— Begin Data supplied —

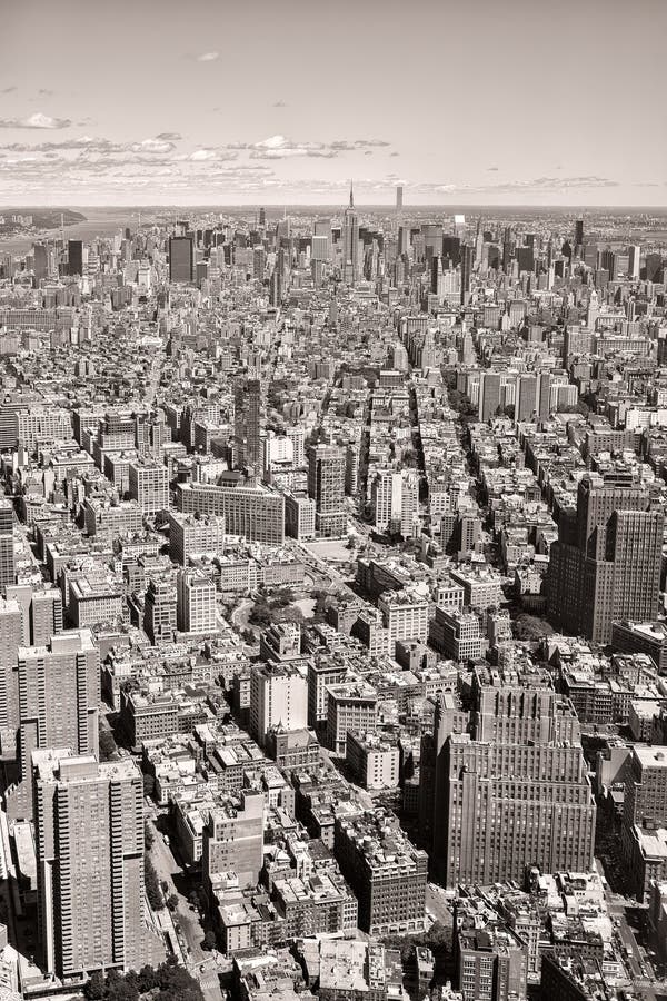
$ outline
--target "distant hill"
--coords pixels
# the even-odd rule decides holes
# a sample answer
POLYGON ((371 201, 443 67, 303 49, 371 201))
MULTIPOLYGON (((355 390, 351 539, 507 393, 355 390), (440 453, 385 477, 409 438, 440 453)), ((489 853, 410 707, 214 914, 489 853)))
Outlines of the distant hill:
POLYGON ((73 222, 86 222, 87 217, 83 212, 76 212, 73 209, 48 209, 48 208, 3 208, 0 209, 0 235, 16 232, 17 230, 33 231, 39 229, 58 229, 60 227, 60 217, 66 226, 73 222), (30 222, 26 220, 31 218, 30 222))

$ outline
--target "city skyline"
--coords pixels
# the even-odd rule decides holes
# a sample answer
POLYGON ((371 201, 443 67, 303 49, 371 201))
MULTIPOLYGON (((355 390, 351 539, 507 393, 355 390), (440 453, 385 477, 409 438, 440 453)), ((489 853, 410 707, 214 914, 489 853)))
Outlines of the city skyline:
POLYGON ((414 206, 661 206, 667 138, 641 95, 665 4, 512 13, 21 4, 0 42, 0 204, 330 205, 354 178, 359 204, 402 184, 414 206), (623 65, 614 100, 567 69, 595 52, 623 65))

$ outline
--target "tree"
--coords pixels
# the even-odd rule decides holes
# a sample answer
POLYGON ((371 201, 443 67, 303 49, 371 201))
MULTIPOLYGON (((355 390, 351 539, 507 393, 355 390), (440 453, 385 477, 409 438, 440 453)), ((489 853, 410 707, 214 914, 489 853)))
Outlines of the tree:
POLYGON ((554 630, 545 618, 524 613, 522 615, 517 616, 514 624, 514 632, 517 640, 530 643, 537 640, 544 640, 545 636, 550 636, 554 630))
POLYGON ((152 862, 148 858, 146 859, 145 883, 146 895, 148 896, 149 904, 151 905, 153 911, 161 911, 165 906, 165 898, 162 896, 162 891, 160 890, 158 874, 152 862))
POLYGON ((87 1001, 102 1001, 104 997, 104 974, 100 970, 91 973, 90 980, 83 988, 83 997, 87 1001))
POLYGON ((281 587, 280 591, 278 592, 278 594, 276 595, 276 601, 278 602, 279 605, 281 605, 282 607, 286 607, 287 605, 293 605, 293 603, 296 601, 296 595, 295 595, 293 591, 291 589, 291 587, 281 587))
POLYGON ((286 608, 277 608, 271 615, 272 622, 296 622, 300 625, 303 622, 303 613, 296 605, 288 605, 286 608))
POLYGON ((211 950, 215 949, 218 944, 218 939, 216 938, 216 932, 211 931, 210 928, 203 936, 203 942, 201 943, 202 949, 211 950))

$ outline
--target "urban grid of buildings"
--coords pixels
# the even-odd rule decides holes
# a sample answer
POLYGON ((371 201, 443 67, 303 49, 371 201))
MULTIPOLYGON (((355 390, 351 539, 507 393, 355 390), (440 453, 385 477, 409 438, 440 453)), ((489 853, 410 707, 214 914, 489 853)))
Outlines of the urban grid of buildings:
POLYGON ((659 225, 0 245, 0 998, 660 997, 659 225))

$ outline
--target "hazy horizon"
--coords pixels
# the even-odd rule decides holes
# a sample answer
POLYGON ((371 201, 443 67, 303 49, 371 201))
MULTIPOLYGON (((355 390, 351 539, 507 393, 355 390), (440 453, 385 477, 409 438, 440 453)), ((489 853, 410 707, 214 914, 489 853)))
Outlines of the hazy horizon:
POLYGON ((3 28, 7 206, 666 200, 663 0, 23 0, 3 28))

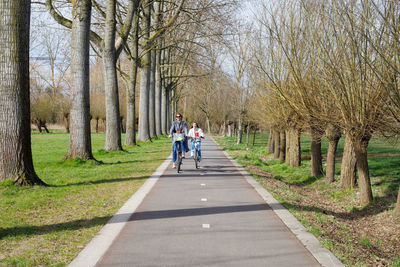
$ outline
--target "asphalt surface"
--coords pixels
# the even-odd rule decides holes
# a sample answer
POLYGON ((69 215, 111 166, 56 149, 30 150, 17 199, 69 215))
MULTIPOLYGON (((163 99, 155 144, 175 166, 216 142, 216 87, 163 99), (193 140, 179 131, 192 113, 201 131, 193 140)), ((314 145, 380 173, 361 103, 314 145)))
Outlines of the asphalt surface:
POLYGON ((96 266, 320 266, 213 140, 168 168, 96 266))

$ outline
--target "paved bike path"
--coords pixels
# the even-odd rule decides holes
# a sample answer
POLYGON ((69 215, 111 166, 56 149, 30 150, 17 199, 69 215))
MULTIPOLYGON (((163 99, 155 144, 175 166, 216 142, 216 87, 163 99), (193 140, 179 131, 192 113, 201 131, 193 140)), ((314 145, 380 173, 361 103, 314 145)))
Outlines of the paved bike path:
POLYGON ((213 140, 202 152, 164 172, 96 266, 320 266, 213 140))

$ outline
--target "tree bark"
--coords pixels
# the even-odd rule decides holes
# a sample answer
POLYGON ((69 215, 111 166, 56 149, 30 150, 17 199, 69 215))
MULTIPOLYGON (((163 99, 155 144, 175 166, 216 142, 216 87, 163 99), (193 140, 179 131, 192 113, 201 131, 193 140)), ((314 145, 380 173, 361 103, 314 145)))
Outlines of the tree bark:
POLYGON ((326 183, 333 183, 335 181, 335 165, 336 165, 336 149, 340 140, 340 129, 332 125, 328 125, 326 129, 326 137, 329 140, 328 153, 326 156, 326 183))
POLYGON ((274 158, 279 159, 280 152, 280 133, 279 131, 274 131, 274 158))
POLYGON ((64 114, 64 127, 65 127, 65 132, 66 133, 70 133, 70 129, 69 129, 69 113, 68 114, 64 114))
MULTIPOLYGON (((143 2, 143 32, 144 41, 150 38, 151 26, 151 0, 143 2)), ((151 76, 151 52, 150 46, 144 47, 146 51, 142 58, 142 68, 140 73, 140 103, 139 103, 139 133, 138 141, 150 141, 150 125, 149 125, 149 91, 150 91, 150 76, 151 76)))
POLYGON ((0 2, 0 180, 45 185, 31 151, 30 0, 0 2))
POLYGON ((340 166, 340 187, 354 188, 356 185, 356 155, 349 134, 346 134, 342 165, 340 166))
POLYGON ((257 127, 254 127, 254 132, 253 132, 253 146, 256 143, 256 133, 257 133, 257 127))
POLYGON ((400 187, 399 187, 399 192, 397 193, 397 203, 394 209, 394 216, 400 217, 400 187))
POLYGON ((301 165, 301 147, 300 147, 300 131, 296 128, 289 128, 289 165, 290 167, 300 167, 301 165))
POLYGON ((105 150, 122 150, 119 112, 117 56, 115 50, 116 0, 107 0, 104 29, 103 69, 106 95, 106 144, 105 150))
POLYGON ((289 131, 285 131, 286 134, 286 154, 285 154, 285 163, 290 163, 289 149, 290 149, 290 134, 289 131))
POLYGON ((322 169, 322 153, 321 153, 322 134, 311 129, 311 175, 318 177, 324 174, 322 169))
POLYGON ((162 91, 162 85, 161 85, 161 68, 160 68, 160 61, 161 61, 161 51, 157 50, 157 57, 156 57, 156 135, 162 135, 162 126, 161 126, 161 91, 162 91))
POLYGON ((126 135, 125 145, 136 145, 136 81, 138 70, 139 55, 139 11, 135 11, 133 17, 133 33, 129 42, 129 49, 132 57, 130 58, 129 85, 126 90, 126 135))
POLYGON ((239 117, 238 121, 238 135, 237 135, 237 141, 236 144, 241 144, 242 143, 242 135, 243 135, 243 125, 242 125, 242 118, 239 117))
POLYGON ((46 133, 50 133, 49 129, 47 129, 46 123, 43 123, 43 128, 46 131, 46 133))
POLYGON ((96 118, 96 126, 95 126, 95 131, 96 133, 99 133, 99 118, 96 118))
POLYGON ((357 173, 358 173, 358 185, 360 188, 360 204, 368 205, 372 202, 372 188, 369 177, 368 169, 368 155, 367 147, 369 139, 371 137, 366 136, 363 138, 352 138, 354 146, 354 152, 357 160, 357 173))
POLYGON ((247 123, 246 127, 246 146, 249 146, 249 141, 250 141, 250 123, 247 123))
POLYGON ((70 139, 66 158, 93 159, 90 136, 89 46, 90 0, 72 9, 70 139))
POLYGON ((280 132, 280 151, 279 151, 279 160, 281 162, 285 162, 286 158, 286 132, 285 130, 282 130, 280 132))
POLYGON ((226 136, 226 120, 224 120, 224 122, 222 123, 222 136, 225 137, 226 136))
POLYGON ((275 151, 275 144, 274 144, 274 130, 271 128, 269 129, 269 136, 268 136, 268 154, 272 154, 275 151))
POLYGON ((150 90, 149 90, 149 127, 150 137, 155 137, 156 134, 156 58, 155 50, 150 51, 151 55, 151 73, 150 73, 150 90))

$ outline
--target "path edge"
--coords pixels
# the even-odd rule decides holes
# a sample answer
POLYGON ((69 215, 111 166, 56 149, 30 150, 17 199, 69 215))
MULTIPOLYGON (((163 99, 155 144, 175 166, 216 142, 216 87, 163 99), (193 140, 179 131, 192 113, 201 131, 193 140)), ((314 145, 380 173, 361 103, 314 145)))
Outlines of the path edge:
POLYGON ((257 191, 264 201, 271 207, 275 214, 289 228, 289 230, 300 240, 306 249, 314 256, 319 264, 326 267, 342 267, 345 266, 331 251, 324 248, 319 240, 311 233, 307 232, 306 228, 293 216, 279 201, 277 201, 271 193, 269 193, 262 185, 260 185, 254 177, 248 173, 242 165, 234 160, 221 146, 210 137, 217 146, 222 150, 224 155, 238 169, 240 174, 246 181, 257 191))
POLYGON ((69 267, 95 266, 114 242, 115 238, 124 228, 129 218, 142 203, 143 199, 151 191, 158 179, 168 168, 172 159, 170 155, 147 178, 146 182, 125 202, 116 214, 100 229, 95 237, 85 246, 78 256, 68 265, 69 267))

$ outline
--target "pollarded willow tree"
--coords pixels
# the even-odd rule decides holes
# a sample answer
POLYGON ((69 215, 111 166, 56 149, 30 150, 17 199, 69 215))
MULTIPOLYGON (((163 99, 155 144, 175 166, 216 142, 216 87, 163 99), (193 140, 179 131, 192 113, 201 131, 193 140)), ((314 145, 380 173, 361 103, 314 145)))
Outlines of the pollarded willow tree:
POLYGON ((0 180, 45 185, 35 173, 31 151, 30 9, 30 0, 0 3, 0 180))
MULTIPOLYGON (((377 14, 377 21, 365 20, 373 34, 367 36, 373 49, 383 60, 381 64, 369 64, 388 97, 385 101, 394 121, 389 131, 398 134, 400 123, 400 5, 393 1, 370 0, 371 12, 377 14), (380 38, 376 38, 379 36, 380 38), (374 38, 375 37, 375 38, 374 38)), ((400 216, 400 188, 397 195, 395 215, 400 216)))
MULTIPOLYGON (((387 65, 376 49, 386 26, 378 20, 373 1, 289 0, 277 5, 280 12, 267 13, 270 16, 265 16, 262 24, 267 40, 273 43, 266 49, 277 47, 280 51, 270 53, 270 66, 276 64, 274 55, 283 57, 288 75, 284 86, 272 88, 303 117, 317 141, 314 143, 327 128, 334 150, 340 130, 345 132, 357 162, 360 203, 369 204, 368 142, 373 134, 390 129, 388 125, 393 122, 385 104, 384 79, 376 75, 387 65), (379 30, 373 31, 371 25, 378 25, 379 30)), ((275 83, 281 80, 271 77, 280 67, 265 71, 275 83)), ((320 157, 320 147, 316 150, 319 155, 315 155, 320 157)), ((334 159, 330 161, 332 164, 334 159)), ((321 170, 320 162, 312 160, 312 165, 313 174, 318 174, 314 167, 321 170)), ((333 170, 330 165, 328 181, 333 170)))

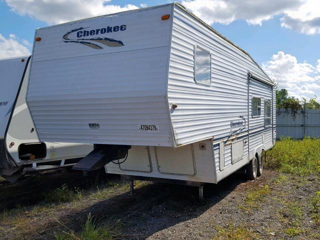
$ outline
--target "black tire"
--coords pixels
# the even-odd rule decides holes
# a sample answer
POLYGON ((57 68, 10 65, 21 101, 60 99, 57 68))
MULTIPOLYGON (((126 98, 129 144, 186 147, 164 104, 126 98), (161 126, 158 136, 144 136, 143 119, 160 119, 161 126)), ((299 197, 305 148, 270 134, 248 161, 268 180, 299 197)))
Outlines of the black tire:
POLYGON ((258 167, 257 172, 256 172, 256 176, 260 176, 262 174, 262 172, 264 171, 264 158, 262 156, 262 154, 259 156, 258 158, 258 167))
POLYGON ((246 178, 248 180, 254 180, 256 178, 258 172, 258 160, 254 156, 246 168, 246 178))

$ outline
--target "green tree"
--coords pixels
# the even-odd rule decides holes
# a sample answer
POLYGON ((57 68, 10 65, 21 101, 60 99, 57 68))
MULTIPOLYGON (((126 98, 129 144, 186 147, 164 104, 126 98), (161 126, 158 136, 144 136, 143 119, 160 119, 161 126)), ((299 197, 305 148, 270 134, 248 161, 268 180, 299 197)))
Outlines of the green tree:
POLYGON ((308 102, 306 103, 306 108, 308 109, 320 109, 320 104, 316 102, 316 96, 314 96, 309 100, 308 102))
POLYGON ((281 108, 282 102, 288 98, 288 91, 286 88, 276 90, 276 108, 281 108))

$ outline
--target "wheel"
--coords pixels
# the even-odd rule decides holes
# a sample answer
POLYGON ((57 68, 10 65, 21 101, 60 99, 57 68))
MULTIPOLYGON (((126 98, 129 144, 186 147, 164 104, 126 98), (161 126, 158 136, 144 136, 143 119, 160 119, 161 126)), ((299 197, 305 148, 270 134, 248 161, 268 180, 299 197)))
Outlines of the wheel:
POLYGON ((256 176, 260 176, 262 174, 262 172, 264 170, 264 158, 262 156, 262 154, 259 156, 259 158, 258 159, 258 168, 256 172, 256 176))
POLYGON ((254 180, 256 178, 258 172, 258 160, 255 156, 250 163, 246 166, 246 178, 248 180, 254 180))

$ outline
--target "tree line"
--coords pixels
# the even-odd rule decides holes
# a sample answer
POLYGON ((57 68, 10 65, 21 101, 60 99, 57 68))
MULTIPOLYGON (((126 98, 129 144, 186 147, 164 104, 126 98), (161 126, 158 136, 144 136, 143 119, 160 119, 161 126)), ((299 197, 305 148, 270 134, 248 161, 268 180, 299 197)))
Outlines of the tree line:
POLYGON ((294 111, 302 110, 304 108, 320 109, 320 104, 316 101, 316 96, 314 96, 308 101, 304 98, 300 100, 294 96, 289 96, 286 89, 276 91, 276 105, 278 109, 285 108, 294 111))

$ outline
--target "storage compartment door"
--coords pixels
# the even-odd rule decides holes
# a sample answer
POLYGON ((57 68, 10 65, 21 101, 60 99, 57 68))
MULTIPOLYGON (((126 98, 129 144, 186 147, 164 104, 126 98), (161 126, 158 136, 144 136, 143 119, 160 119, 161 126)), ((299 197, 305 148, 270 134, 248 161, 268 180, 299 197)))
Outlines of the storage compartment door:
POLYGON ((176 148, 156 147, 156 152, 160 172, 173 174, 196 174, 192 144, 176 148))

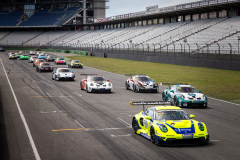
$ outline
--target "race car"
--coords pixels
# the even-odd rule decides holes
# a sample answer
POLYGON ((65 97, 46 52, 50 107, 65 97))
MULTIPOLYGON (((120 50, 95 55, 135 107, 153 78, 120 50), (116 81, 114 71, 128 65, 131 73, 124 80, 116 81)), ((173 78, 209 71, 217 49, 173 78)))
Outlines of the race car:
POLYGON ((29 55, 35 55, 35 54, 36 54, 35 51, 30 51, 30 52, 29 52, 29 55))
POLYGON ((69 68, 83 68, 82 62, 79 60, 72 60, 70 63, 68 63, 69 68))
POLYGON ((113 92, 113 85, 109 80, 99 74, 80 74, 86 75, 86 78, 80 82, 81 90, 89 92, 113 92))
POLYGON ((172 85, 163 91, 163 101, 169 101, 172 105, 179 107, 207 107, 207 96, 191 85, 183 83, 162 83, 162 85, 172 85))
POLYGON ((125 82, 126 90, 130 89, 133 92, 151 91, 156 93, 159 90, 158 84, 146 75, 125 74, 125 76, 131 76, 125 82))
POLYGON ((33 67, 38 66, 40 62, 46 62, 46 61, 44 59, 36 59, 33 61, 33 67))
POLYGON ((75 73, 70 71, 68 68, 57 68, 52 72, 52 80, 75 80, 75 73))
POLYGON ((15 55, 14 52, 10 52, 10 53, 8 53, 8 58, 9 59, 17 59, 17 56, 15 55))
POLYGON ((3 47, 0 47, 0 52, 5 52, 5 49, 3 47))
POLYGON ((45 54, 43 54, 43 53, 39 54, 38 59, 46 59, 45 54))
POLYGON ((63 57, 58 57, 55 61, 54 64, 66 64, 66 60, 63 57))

— End Data supplied —

Update the records from their start through the line that holds "POLYGON ((414 206, 661", putting "far hill" wherever "distant hill" appears in that stretch and keeping everything else the same. Leave the pictures out of your answer.

Output below:
$ outline
--target "far hill"
--coords pixels
# the even-odd rule decides holes
# a sample answer
POLYGON ((371 201, 443 67, 303 49, 371 201))
MULTIPOLYGON (((355 390, 351 539, 507 393, 355 390), (440 453, 385 477, 409 438, 440 453)), ((489 853, 410 707, 214 914, 489 853)))
Outlines of the far hill:
POLYGON ((73 222, 86 222, 87 217, 83 212, 76 212, 73 209, 48 209, 48 208, 3 208, 0 209, 0 235, 16 232, 17 230, 33 231, 39 229, 58 229, 60 227, 60 217, 66 226, 73 222), (30 222, 26 220, 31 218, 30 222))

$ outline
--target "city skyline"
--coords pixels
# the even-odd rule decides holes
# a sample answer
POLYGON ((371 201, 443 67, 303 49, 371 201))
MULTIPOLYGON (((355 390, 351 539, 507 393, 355 390), (440 453, 385 477, 409 438, 440 453)), ((489 853, 410 707, 214 914, 489 853)))
Outlines of the city skyline:
POLYGON ((414 206, 661 206, 667 138, 641 95, 665 4, 512 13, 21 4, 0 42, 0 204, 330 205, 354 178, 359 204, 402 184, 414 206), (623 65, 614 100, 567 69, 595 52, 623 65))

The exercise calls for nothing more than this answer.